[START EXERCISE MATERIALS]
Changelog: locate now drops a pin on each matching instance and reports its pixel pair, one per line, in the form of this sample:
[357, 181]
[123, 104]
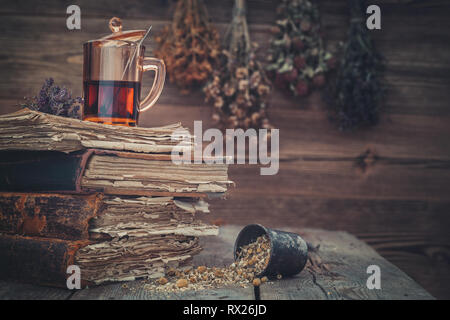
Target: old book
[37, 260]
[133, 257]
[33, 130]
[110, 172]
[98, 217]
[48, 215]
[125, 237]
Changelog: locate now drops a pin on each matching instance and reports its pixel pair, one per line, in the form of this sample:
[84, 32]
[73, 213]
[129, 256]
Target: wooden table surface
[336, 270]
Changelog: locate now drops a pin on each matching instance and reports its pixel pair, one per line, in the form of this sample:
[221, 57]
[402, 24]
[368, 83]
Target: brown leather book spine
[59, 216]
[36, 260]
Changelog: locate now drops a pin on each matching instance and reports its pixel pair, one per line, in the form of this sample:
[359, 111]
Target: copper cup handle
[159, 67]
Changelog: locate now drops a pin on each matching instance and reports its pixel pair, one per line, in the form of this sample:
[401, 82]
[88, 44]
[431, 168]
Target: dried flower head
[189, 46]
[297, 53]
[239, 87]
[55, 100]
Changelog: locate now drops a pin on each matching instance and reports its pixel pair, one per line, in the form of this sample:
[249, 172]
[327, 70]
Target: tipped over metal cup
[288, 251]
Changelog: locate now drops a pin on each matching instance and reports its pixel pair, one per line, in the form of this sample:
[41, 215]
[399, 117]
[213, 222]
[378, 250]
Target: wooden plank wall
[389, 185]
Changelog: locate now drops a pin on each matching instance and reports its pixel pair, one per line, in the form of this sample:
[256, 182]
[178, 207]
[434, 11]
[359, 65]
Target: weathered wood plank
[21, 291]
[338, 269]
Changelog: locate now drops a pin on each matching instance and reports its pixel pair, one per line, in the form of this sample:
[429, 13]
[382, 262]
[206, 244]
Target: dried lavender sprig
[55, 100]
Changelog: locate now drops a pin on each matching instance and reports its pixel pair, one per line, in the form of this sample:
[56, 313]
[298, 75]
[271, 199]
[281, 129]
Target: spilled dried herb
[55, 100]
[297, 60]
[189, 46]
[239, 88]
[356, 95]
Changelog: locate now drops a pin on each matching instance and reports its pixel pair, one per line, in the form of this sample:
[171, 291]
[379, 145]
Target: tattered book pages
[108, 172]
[32, 130]
[141, 236]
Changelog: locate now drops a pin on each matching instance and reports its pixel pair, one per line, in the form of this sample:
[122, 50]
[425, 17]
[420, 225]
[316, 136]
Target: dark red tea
[112, 102]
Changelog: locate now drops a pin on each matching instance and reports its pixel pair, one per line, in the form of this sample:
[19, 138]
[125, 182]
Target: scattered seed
[256, 282]
[181, 283]
[201, 269]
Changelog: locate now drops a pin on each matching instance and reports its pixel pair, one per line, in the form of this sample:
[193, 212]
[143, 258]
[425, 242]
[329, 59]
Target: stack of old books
[105, 198]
[END EXERCISE MATERIALS]
* WORK TO COMPLETE
Retype the entries word for word. Omit any images.

* THE COMPLETED TASK
Changelog: locate now drops a pin on each matching instance and reports its pixel pair, one per line, in the form of this sample:
[357, 181]
[123, 104]
Target: old book
[37, 260]
[133, 257]
[33, 130]
[110, 172]
[98, 217]
[48, 215]
[125, 237]
Changelog: locate now drops a pin on each matching instance and reports its pixel pair, one per line, in the form of this sample:
[84, 32]
[73, 213]
[129, 256]
Target: wooden table surface
[336, 270]
Changelog: locate now drops a pin on each matching instance and reports its pixel pair, one per line, in the form of this sample:
[221, 57]
[402, 24]
[368, 83]
Target: brown leather book spine
[59, 216]
[36, 260]
Changelog: locate now drops a pin on each matching instance and reports its pixel pair, one per line, in the form of this sample:
[359, 111]
Target: copper cup handle
[159, 67]
Changelog: locate now drops a pin on each matching instance and reports its pixel pair, one per line, in the form of this sample:
[401, 82]
[88, 44]
[431, 168]
Target: dried flower head
[189, 46]
[297, 53]
[239, 87]
[55, 100]
Changelog: locate now drops a pin on each matching instance and reports its pixel pair, one per line, in the form of this sample:
[249, 172]
[327, 70]
Target: tipped over metal cup
[288, 251]
Changelog: locate now drops a pin on each matching instance and reports its pixel pair, one per line, in the form of this sample:
[41, 215]
[399, 117]
[213, 222]
[378, 250]
Target: wooden plank wall
[389, 185]
Changelog: locate now drops a pin on each matching instance and reports its pixel pair, one per line, in the form of this sample:
[256, 182]
[178, 207]
[434, 11]
[359, 65]
Target: weathered wood plank
[21, 291]
[338, 269]
Changelog: locate now drops a pin on each matching instance and reports its pixel pair, one per line, in the form of this sample:
[429, 13]
[382, 262]
[206, 244]
Target: dried lavender sprig
[55, 100]
Changelog: locate now drops a pin on each matching instance and reports its pixel pair, one per line, in the form of this sample:
[56, 313]
[298, 75]
[271, 199]
[281, 129]
Target: spilled dried herb
[55, 100]
[297, 60]
[189, 46]
[239, 88]
[356, 95]
Changelog: locate now drops a pin on each matching instance and reports its pixel pair, one per line, in the form of this sample:
[171, 291]
[379, 145]
Target: tattered book pages
[108, 172]
[32, 130]
[141, 236]
Changelog: locate now drops a pin on each matching instance and reports its pixel pair, one per line, in the form of this sample:
[122, 50]
[425, 17]
[420, 225]
[316, 136]
Target: dark red tea
[112, 102]
Changelog: locate now drops a pin on each matching instance and reports its pixel pair, one per line, in the form of this sample:
[19, 138]
[125, 182]
Target: scattered seed
[256, 282]
[181, 283]
[201, 269]
Changelog: locate now drops a pin on each matching instance and reports its pixel pair, one per line, in the form of this sample:
[193, 212]
[143, 258]
[425, 242]
[329, 59]
Target: stack of old books
[105, 198]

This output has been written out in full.